WORK TO BE COMPLETED: Copy out the records below word for word, every line of them, but leave out the pictures.

----- DATA SHOWN

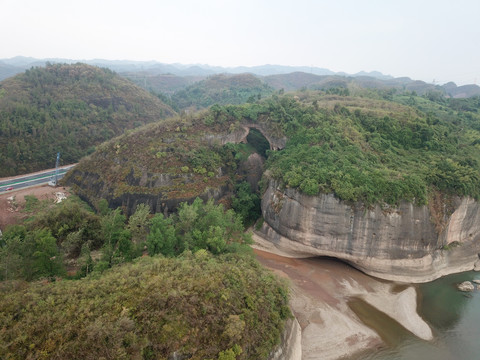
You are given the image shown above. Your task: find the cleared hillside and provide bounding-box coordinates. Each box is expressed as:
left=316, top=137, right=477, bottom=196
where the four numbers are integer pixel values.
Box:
left=0, top=64, right=175, bottom=177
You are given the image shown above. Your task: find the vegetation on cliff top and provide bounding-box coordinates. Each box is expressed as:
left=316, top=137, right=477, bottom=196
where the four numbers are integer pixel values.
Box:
left=0, top=64, right=174, bottom=177
left=66, top=89, right=480, bottom=205
left=172, top=74, right=273, bottom=110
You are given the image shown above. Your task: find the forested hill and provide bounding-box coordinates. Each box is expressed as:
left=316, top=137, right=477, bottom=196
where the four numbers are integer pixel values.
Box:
left=0, top=63, right=175, bottom=177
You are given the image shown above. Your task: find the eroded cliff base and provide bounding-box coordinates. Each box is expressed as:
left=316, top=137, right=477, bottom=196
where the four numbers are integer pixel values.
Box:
left=258, top=181, right=480, bottom=283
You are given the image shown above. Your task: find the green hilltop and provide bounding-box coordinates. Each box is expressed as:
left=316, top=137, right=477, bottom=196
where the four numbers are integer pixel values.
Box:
left=0, top=63, right=175, bottom=177
left=67, top=88, right=480, bottom=211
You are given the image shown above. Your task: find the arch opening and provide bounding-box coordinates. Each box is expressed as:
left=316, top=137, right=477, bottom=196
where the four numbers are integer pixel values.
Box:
left=247, top=128, right=271, bottom=158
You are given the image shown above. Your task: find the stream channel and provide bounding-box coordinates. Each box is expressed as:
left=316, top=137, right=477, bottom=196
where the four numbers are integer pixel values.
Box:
left=255, top=249, right=480, bottom=360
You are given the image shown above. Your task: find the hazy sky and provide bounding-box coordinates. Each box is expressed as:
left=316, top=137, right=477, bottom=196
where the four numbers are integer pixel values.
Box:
left=0, top=0, right=480, bottom=85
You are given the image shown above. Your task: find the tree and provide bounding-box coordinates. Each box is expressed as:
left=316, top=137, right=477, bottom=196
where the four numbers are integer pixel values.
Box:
left=127, top=204, right=150, bottom=244
left=147, top=214, right=181, bottom=256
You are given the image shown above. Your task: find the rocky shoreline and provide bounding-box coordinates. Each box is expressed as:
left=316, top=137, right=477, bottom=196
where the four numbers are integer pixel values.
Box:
left=259, top=180, right=480, bottom=283
left=254, top=235, right=433, bottom=360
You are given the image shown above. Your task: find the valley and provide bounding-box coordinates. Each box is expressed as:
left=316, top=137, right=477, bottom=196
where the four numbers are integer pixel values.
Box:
left=0, top=60, right=480, bottom=360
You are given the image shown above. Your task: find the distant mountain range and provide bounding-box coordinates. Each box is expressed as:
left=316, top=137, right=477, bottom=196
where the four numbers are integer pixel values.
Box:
left=0, top=56, right=480, bottom=98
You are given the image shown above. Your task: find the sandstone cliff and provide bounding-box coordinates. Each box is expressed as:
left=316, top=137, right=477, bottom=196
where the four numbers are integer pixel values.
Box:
left=260, top=180, right=480, bottom=282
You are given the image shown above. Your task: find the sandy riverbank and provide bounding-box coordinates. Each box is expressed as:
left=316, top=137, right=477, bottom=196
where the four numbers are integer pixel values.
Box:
left=254, top=235, right=433, bottom=359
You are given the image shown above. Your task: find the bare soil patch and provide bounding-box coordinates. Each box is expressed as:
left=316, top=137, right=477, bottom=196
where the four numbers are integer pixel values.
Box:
left=0, top=185, right=71, bottom=230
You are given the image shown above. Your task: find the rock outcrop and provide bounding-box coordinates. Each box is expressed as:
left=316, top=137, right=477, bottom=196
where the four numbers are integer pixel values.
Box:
left=457, top=281, right=475, bottom=292
left=260, top=180, right=480, bottom=282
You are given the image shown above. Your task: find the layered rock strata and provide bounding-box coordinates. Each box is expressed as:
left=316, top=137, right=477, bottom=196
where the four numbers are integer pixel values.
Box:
left=260, top=180, right=480, bottom=282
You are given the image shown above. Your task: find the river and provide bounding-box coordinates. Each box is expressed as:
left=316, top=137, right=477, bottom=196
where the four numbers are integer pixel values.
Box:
left=355, top=272, right=480, bottom=360
left=255, top=250, right=480, bottom=360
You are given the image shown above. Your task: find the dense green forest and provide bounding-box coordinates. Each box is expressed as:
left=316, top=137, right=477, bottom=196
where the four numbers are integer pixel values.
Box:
left=0, top=64, right=174, bottom=177
left=67, top=88, right=480, bottom=210
left=0, top=197, right=290, bottom=360
left=171, top=74, right=273, bottom=110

----------

COMPLETE ANSWER:
You are given the image shown above. Your task: find the cleared hillside and provide bounding-box coordinates. Each box is expressed as:
left=316, top=137, right=477, bottom=196
where the four numbers are integer pixel values.
Box:
left=0, top=64, right=175, bottom=177
You are given the image shown above. Your task: find the vegetation on cliff top and provide bounding-box coordinates. Each box is expressed as:
left=316, top=137, right=477, bottom=196
where the four numbers are integer pixel values.
Box:
left=0, top=64, right=174, bottom=177
left=66, top=89, right=480, bottom=205
left=172, top=74, right=273, bottom=110
You are given the image shown above. Your task: find the forested hill and provide bounding-box coordinates. Each box is expressed as:
left=316, top=137, right=477, bottom=196
where the four numbers are integer pixel values.
Box:
left=0, top=63, right=175, bottom=177
You are given the image shown above. Your task: find the eroded cliff base and provide bounding-box coordinates. Each box is expressed as:
left=316, top=137, right=477, bottom=196
where the four numbers are integer pixel values.
Box:
left=258, top=181, right=480, bottom=283
You are given the image shown above. Your task: find the green hilltop and provide bounding-box coordinates. Each box is expressed as:
left=316, top=137, right=477, bottom=196
where the four numbers are integer pixel values.
Box:
left=0, top=63, right=175, bottom=177
left=67, top=88, right=480, bottom=211
You are given the image shown above. Your task: find the arch opening and provide bounding-box coordinates. Each box is expressed as:
left=316, top=137, right=477, bottom=196
where the four numbers are integer pixel values.
Box:
left=247, top=128, right=271, bottom=158
You are given the image shown above. Your task: find the stream channel and provide bounding-box coordinates. Each box is expressed as:
left=316, top=137, right=477, bottom=196
where the four numbers are integer pixel values.
Box:
left=255, top=249, right=480, bottom=360
You are given the image shown above. Your task: find the hazy sky and provide bounding-box coordinates. Each box is expressed as:
left=316, top=137, right=477, bottom=196
where the four numbers are integer pixel values.
Box:
left=0, top=0, right=480, bottom=85
You are given the image shown above. Your task: find the tree and provide bounding-box coordinates. Each box is expressed as:
left=316, top=137, right=477, bottom=196
where the four numbers are integer pixel values.
Box:
left=127, top=204, right=150, bottom=244
left=147, top=214, right=181, bottom=256
You are given the image shown above. Your task: find the rocky shoreline and provide bounding-box coordinates. Each box is expressed as:
left=316, top=137, right=477, bottom=196
where the four numbers are integer pixel values.
Box:
left=259, top=180, right=480, bottom=283
left=254, top=235, right=433, bottom=360
You are given the image shown above. Your task: find the valley and provide bounding-box coordinates. Each box is expressed as:
left=316, top=137, right=477, bottom=196
where the four numbers are integer pixel values.
Box:
left=0, top=60, right=480, bottom=360
You are given the image shown above. Your task: find the distant mountain range and provide bounding-box coordinates. Each box is expressed as:
left=316, top=137, right=477, bottom=196
where the four numbers are integer pixel values.
Box:
left=0, top=56, right=480, bottom=98
You are given the image shown above. Your task: find the sandstone cliff and provide bounding-box coordinates. Each box is expressed as:
left=316, top=137, right=477, bottom=196
where the four numbers are integer pixel values.
Box:
left=260, top=180, right=480, bottom=282
You are given the image shown above. Your task: find the sandy riverbank and provide bounding-box coordinates. Each box is expressed as:
left=316, top=137, right=477, bottom=196
where the four numbers are integer pixel values.
Box:
left=254, top=235, right=433, bottom=359
You are given the image shown above. Your task: find the bare soil patch and provide bounding-box coordinates. Each box is expressed as:
left=316, top=137, right=477, bottom=196
where the four numbers are integer pixel values.
Box:
left=0, top=185, right=71, bottom=230
You are given the image shown above. Your task: find the rock outcrop and provide bounding-box coordinates. Each box is expressed as:
left=316, top=137, right=477, bottom=196
where the four numbers are integer pixel values.
Box:
left=457, top=281, right=475, bottom=292
left=260, top=180, right=480, bottom=282
You are given the image shown above. Your task: find the layered rock strata and provide bounding-box coordinates. Each box is expressed as:
left=316, top=137, right=477, bottom=196
where the four numbers are integer pixel values.
Box:
left=260, top=180, right=480, bottom=282
You are given the image shown above. Your task: find the river and provide bounding-box coordinates. Each box is expressed as:
left=316, top=137, right=477, bottom=196
where the four numbers are integer pixel values.
Box:
left=355, top=272, right=480, bottom=360
left=255, top=250, right=480, bottom=360
You are given the image shown above. Your task: find the dense green forest and provide bounding-box coordinates. Each box is expressed as:
left=316, top=137, right=477, bottom=196
where the four numbers are integer pixel values.
Box:
left=0, top=64, right=174, bottom=177
left=67, top=88, right=480, bottom=210
left=0, top=197, right=290, bottom=360
left=171, top=74, right=273, bottom=110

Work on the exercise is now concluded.